Point labeling examples:
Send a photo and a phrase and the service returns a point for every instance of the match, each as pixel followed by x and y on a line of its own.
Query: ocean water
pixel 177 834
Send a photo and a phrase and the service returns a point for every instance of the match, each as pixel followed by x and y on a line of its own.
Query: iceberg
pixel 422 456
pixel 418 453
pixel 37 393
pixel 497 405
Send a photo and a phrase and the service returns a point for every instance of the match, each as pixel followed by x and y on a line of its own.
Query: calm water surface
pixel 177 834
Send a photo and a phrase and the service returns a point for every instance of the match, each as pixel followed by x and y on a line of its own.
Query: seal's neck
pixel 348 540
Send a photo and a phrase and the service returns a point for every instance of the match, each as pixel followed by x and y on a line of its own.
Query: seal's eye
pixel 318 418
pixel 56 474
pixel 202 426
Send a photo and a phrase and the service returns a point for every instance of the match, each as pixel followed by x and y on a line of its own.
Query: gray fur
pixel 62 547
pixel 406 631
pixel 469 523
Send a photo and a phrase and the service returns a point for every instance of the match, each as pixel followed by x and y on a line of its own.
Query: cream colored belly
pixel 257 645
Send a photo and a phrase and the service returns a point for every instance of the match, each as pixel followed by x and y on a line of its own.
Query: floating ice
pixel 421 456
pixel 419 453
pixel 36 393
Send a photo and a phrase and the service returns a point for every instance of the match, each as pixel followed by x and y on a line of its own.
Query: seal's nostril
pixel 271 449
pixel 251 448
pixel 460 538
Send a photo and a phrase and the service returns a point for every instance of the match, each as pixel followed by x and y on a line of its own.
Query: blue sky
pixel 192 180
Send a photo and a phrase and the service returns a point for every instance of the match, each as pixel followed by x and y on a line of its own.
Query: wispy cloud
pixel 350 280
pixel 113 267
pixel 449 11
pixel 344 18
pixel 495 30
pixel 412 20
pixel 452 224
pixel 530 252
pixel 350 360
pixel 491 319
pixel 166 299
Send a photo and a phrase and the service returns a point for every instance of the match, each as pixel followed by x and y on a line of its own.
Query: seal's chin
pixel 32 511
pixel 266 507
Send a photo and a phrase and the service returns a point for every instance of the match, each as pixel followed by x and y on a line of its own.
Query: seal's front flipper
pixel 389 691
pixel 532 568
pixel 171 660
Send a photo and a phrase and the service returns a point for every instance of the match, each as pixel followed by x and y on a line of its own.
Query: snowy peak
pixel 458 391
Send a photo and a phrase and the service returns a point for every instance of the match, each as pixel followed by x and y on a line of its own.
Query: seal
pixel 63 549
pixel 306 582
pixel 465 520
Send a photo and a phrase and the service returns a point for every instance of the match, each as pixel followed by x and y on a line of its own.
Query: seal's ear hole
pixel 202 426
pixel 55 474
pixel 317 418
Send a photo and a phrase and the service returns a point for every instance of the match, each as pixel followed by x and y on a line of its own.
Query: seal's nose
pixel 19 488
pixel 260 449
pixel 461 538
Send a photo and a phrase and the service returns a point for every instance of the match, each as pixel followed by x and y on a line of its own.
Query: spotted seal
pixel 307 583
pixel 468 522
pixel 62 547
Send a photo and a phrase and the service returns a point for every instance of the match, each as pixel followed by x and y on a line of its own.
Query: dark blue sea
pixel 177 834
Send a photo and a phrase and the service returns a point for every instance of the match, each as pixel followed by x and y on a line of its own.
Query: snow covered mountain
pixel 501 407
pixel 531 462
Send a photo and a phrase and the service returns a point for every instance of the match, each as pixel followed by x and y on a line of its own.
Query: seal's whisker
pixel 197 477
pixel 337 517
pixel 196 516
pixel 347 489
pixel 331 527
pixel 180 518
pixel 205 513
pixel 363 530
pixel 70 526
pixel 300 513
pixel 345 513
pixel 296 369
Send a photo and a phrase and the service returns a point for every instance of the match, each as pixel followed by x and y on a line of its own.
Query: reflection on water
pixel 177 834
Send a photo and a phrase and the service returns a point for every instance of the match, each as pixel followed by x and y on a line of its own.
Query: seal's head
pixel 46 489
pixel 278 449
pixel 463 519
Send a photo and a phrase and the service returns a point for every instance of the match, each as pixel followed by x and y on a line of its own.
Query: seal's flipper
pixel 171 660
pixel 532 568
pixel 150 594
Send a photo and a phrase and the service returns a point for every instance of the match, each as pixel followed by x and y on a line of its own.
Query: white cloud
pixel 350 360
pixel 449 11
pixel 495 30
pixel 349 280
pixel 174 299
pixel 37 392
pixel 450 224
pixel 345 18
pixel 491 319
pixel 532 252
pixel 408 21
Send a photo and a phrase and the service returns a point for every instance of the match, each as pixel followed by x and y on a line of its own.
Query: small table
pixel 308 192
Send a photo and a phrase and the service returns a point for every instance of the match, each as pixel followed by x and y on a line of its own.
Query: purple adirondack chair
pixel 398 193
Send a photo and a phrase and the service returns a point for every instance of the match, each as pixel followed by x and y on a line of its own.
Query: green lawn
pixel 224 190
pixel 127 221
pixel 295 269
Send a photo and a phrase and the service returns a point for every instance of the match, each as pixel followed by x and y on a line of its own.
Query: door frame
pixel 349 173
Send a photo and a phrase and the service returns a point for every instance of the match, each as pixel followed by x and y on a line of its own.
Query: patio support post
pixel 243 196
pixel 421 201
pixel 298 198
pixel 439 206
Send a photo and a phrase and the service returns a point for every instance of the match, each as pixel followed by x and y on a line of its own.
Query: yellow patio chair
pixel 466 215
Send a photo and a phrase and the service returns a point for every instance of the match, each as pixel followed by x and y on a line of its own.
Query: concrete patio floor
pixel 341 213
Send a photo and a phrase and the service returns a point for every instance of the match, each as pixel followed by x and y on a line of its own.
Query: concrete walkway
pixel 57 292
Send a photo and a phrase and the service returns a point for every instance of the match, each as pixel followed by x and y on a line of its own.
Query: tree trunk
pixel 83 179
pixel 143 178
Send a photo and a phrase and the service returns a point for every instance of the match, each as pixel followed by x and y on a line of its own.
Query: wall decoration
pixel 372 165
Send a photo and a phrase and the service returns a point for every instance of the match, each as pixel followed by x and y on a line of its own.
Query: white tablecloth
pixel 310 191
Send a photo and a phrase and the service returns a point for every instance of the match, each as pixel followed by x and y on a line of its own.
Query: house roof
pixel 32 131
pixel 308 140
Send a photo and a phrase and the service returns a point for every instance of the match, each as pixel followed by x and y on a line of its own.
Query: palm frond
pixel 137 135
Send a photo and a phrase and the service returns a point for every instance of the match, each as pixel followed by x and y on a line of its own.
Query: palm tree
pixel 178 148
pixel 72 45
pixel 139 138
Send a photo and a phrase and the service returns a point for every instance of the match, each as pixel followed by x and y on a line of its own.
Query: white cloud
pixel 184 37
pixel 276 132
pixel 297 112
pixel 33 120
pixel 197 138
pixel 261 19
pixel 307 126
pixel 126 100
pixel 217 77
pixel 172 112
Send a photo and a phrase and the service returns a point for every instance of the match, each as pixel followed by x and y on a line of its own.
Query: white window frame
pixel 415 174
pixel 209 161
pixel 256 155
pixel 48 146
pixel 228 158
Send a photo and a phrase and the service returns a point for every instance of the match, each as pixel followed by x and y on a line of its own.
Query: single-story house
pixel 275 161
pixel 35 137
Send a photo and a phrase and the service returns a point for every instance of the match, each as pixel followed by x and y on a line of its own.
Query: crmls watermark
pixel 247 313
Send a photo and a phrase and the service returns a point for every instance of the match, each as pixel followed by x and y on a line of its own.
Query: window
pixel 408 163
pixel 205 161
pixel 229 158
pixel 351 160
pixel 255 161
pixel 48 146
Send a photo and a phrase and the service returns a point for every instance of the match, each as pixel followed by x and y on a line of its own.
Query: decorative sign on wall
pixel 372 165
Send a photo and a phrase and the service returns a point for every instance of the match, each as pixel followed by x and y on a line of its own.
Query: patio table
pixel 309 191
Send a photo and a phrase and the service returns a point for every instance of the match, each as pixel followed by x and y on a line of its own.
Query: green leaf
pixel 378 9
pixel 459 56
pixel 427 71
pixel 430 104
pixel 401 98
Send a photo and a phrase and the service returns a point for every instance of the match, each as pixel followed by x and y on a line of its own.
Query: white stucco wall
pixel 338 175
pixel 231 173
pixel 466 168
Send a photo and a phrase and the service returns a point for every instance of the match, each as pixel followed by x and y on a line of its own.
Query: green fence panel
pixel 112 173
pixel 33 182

TASK DIRECTIONS:
Reproduce the lines without any change, starting at the first line of the rows above and ending with the line containing "pixel 469 523", both included.

TASK OUTPUT:
Send a photo and a phrase and the service returns a point for every instance of the match, each as pixel followed by x and y on a line of its own.
Query: ocean water
pixel 177 834
Send a photo and a phrase and the service returns a point for every instance of the match, each as pixel followed by x and y on a line of its own.
Query: iceberg
pixel 422 456
pixel 418 453
pixel 37 393
pixel 497 405
Send a photo and a phrase and the service returns a point for every instance of the match, each as pixel followed by x and y on a line of its own.
Query: calm water surface
pixel 177 834
Send a photo and a phrase and the service returns a point for every instance of the match, each as pixel followed by x and y on a line of its own.
Query: seal's neck
pixel 348 540
Send a photo and a phrase and the service returns a point for every instance of the match, each as pixel followed by x and y on a line of its own.
Query: seal's eye
pixel 318 418
pixel 56 474
pixel 202 426
Send a photo and a phrase and the service returns a point for every instance of the match, each as pixel followed by x and y on a line of its own.
Query: gray fur
pixel 62 547
pixel 406 631
pixel 469 523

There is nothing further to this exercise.